• **LIST OF TASKS**:
1 – In the patch, what does the abbreviation GIC stand for?
2 – Please write out the stretch of the patch from "diff --git a/drivers/net/ethernet/microsoft/mana/gdma_main.c" through "use_msi_bitmap, int msi)" again, swapping "IRQ_HANDLED" for "IRQ_NONE".

• **PAGE**:

= = =

To allow Ethernet EQs to use dedicated or shared MSI-X vectors and RDMA
EQs to share the same MSI-X, introduce a GIC (GDMA IRQ Context) with
reference counting. This allows the driver to create an interrupt context
on an assigned or unassigned MSI-X vector and share it across multiple
EQ consumers.

Signed-off-by: Long Li <longli@microsoft.com>
---
Changes in v4:
- Track dyn_msix in GIC context instead of re-checking
  pci_msix_can_alloc_dyn() on each call
- Improved remove_irqs iteration to skip unallocated entries

Changes in v2:
- Fixed spelling typo in gdma_main.c ("difference" -> "different")
---
 .../net/ethernet/microsoft/mana/gdma_main.c   | 159 ++++++++++++++++++
 include/net/mana/gdma.h                       |  11 ++
 2 files changed, 170 insertions(+)

diff --git a/drivers/net/ethernet/microsoft/mana/gdma_main.c b/drivers/net/ethernet/microsoft/mana/gdma_main.c
index ae18b4054a02..69a4427919f5 100644
--- a/drivers/net/ethernet/microsoft/mana/gdma_main.c
+++ b/drivers/net/ethernet/microsoft/mana/gdma_main.c
@@ -1587,6 +1587,164 @@ static irqreturn_t mana_gd_intr(int irq, void *arg)
 	return IRQ_HANDLED;
 }
 
+void mana_gd_put_gic(struct gdma_context *gc, bool use_msi_bitmap, int msi)
+{
+	struct pci_dev *dev = to_pci_dev(gc->dev);
+	struct msi_map irq_map;
+	struct gdma_irq_context *gic;
+	int irq;
+
+	mutex_lock(&gc->gic_mutex);
+
+	gic = xa_load(&gc->irq_contexts, msi);
+	if (WARN_ON(!gic)) {
+		mutex_unlock(&gc->gic_mutex);
+		return;
+	}
+
+	if (use_msi_bitmap)
+		gic->bitmap_refs--;
+
+	if (use_msi_bitmap && gic->bitmap_refs == 0)

= = =

• **SUPPLIED DATA**:
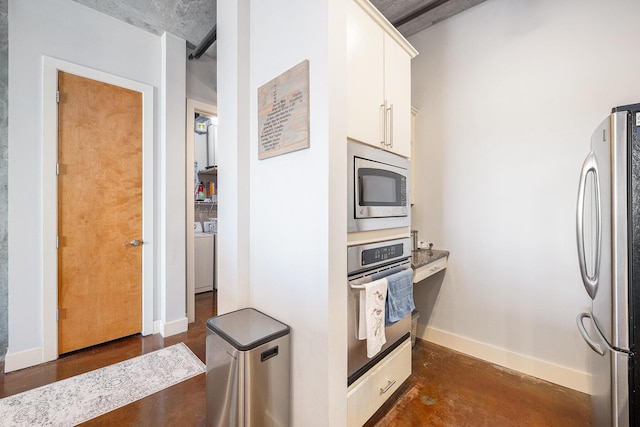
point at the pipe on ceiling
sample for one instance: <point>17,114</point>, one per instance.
<point>208,40</point>
<point>419,12</point>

= = =

• **THE SOLUTIONS**:
1 – GDMA IRQ Context

2 –
diff --git a/drivers/net/ethernet/microsoft/mana/gdma_main.c b/drivers/net/ethernet/microsoft/mana/gdma_main.c
index ae18b4054a02..69a4427919f5 100644
--- a/drivers/net/ethernet/microsoft/mana/gdma_main.c
+++ b/drivers/net/ethernet/microsoft/mana/gdma_main.c
@@ -1587,6 +1587,164 @@ static irqreturn_t mana_gd_intr(int irq, void *arg)
 	return IRQ_NONE;
 }
 
+void mana_gd_put_gic(struct gdma_context *gc, bool use_msi_bitmap, int msi)